**ACTIVITY**
A single number is the answer: how many lines of the entries contain the word "trace"?
(EXERCISE MATERIAL begins)
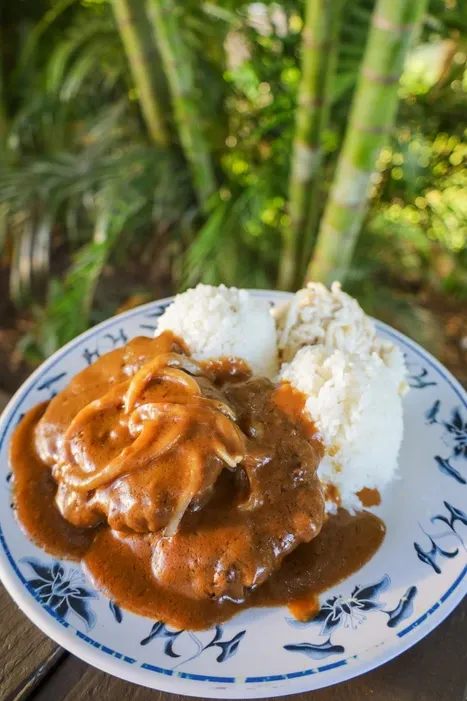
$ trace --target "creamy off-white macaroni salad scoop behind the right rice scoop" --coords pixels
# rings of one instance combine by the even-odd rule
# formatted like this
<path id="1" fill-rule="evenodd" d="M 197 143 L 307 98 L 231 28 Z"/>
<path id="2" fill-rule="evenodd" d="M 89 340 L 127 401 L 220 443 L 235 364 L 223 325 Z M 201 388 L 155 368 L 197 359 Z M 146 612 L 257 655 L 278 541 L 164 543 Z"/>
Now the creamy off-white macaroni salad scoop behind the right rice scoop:
<path id="1" fill-rule="evenodd" d="M 279 354 L 290 362 L 304 346 L 321 344 L 329 352 L 369 353 L 375 339 L 374 324 L 338 282 L 331 289 L 310 282 L 291 302 L 275 310 Z"/>

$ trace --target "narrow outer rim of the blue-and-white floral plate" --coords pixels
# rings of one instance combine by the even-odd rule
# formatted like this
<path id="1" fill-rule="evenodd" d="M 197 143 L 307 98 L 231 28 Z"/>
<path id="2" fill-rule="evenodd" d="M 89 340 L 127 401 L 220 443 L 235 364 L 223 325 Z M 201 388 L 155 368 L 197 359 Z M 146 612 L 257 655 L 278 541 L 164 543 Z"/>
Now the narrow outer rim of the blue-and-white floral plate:
<path id="1" fill-rule="evenodd" d="M 250 290 L 250 292 L 252 292 L 256 297 L 267 298 L 269 300 L 276 299 L 278 302 L 281 300 L 286 301 L 293 296 L 292 293 L 275 290 Z M 63 347 L 59 348 L 43 363 L 41 363 L 41 365 L 34 370 L 34 372 L 15 392 L 2 412 L 2 416 L 0 418 L 0 446 L 13 418 L 16 405 L 25 398 L 27 393 L 30 391 L 31 386 L 36 382 L 36 379 L 44 372 L 50 370 L 66 352 L 71 351 L 82 341 L 99 334 L 107 326 L 114 325 L 115 322 L 120 319 L 126 320 L 133 316 L 144 314 L 144 312 L 151 309 L 151 307 L 168 304 L 172 300 L 173 296 L 153 300 L 144 305 L 135 307 L 134 309 L 130 309 L 109 317 L 108 319 L 105 319 L 99 324 L 93 326 L 91 329 L 83 332 L 79 336 L 76 336 Z M 443 380 L 450 385 L 451 389 L 455 391 L 456 395 L 464 403 L 464 405 L 467 406 L 466 390 L 462 387 L 454 375 L 431 353 L 426 351 L 417 342 L 408 338 L 402 332 L 393 329 L 388 324 L 376 319 L 373 319 L 373 321 L 381 330 L 385 331 L 396 339 L 401 340 L 419 357 L 423 358 L 424 361 L 427 361 L 441 375 Z M 80 639 L 75 634 L 70 635 L 70 632 L 67 632 L 67 626 L 62 626 L 59 621 L 53 619 L 46 611 L 43 610 L 43 608 L 38 608 L 33 604 L 35 601 L 34 597 L 32 597 L 31 592 L 29 592 L 27 587 L 23 586 L 21 576 L 18 574 L 19 570 L 18 572 L 15 571 L 16 565 L 12 555 L 10 554 L 8 545 L 6 544 L 1 524 L 0 542 L 3 550 L 3 552 L 0 552 L 0 579 L 10 596 L 23 611 L 23 613 L 25 613 L 25 615 L 27 615 L 28 618 L 46 635 L 65 649 L 68 649 L 70 652 L 83 659 L 88 664 L 112 674 L 113 676 L 136 684 L 141 684 L 149 688 L 159 689 L 170 693 L 183 693 L 187 696 L 203 695 L 207 698 L 262 698 L 267 696 L 281 696 L 289 693 L 299 693 L 348 681 L 356 676 L 365 674 L 372 669 L 376 669 L 382 664 L 385 664 L 426 637 L 426 635 L 432 632 L 434 628 L 436 628 L 445 618 L 447 618 L 450 613 L 452 613 L 452 611 L 467 594 L 467 579 L 465 579 L 465 575 L 467 574 L 466 565 L 463 571 L 458 575 L 457 579 L 451 583 L 451 586 L 447 592 L 445 592 L 445 594 L 431 607 L 431 609 L 426 611 L 415 622 L 412 622 L 406 629 L 399 631 L 396 638 L 383 641 L 379 645 L 373 645 L 371 648 L 368 648 L 368 650 L 359 653 L 359 660 L 356 660 L 355 666 L 352 664 L 352 660 L 357 656 L 350 656 L 346 660 L 343 660 L 340 665 L 329 665 L 329 667 L 332 667 L 333 669 L 339 667 L 341 668 L 341 671 L 339 672 L 339 679 L 333 679 L 331 675 L 324 674 L 323 676 L 320 675 L 320 681 L 317 686 L 311 684 L 310 681 L 315 676 L 315 672 L 313 670 L 318 671 L 317 667 L 319 665 L 316 665 L 314 668 L 304 670 L 302 673 L 300 673 L 300 675 L 297 674 L 296 678 L 289 677 L 283 680 L 268 680 L 267 677 L 264 677 L 261 680 L 258 679 L 256 682 L 245 682 L 239 678 L 235 679 L 234 682 L 228 683 L 226 686 L 219 686 L 222 684 L 222 678 L 219 678 L 218 681 L 216 681 L 214 678 L 212 680 L 195 680 L 190 678 L 190 674 L 184 673 L 168 676 L 163 672 L 150 671 L 143 669 L 140 666 L 132 667 L 131 665 L 122 665 L 121 661 L 115 659 L 114 657 L 110 655 L 104 656 L 101 650 L 99 651 L 96 659 L 97 650 L 93 652 L 95 648 L 90 646 L 85 639 Z M 18 579 L 21 582 L 21 586 L 18 586 Z M 454 591 L 455 589 L 457 589 L 457 592 Z M 448 598 L 449 602 L 447 601 Z M 426 619 L 428 619 L 428 622 L 425 622 Z M 424 625 L 421 625 L 423 623 Z M 72 628 L 72 630 L 74 629 Z M 404 637 L 400 636 L 400 633 L 403 633 Z M 82 637 L 87 638 L 87 636 L 84 635 Z M 377 651 L 378 648 L 379 652 L 376 655 L 371 654 L 372 651 Z M 362 660 L 362 657 L 365 658 L 366 656 L 368 656 L 368 659 Z M 327 665 L 323 665 L 323 667 L 327 667 Z M 322 668 L 321 670 L 327 671 Z M 156 681 L 156 685 L 151 683 L 152 680 Z"/>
(EXERCISE MATERIAL ends)
**FINISHED EXERCISE**
2